● EXERCISES
1. From the PbSO4 refinement page, extract the passage that begins at the words "Refinement with bumps-dream" and stops after the words "sns.set_context('notebook')", copying it character for character.
2. On the PbSO4 refinement page, what alias is Instrument1DCWParameters imported under?
3. Decide whether each statement agrees with the PbSO4 refinement page, answering yes or no and quoting the words of the page that settle it: (a) Fitter is imported from easyCore.Fitting.Fitting. (b) The compute_rmse function takes three arguments. (c) Sample is imported under the alias Job.

Refinement with bumps-dream PbSO4

# esyScience, technique-independent
import numpy as np
import matplotlib.pyplot as plt
import seaborn as sns


sns.set_context('notebook')

# esyScience, diffraction
from easyDiffractionLib import Phases
from easyDiffractionLib.sample import Sample as Job
from easyDiffractionLib.interface import InterfaceFactory as Calculator
from easyDiffractionLib.elements.Experiments.Pattern import Pattern1D
from easyDiffractionLib.elements.Backgrounds.Point import PointBackground, BackgroundPoint
from easyDiffractionLib.Profiles.P1D import Instrument1DCWParameters as CWParams

from easyCore.Fitting.Fitting import Fitter

GSAS-II binary directory: /home/erikfr/.local/lib/python3.8/site-packages/GSASII/bindist
ImportError for wx/mpl in GSASIIctrlGUI: ignore if docs build

# help functions

def print_parameters(job):
    print(job.phases[0].scale)
    print(job.pattern.zero_shift)
    print(job.parameters.resolution_u)
    print(job.parameters.resolution_v)
    print(job.parameters.resolution_w)
    print(job.backgrounds[0][0])
    print(job.backgrounds[0][1])
    

def compute_rmse(y1, y2):
    delta_y = y1-y2
    rmse = np.sqrt(np.mean(delta_y**2))

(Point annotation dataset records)
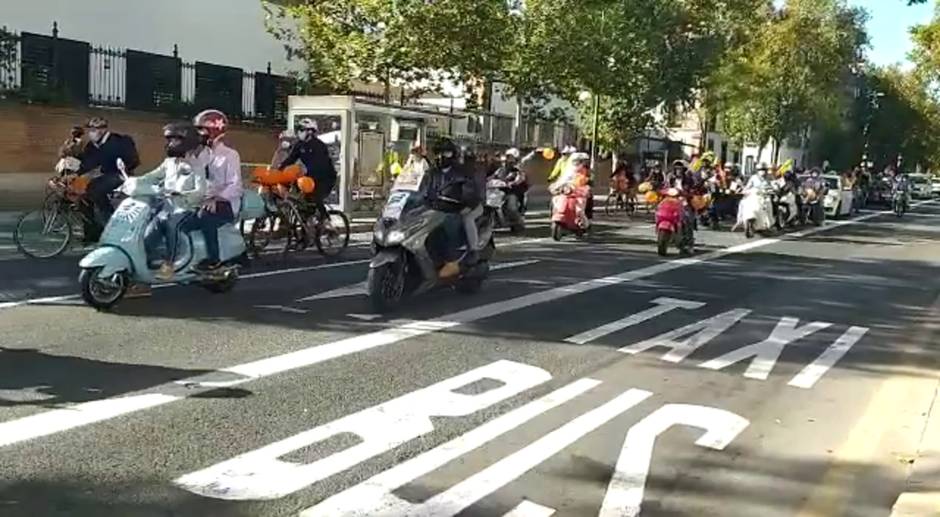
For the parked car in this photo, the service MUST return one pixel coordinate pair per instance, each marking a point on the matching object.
(921, 188)
(839, 199)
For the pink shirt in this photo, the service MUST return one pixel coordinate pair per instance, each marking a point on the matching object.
(225, 176)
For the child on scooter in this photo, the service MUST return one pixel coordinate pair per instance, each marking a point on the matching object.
(182, 177)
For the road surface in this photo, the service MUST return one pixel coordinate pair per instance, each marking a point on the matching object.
(777, 376)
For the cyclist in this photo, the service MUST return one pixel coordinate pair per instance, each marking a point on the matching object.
(315, 157)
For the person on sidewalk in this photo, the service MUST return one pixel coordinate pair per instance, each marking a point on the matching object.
(224, 193)
(115, 155)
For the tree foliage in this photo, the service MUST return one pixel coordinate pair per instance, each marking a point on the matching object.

● THE ANSWERS
1.
Refinement with bumps-dream PbSO4

# esyScience, technique-independent
import numpy as np
import matplotlib.pyplot as plt
import seaborn as sns


sns.set_context('notebook')

2. CWParams

3.
(a) Yes: "from easyCore.Fitting.Fitting import Fitter"
(b) No: "def compute_rmse(y1, y2):"
(c) Yes: "from easyDiffractionLib.sample import Sample as Job"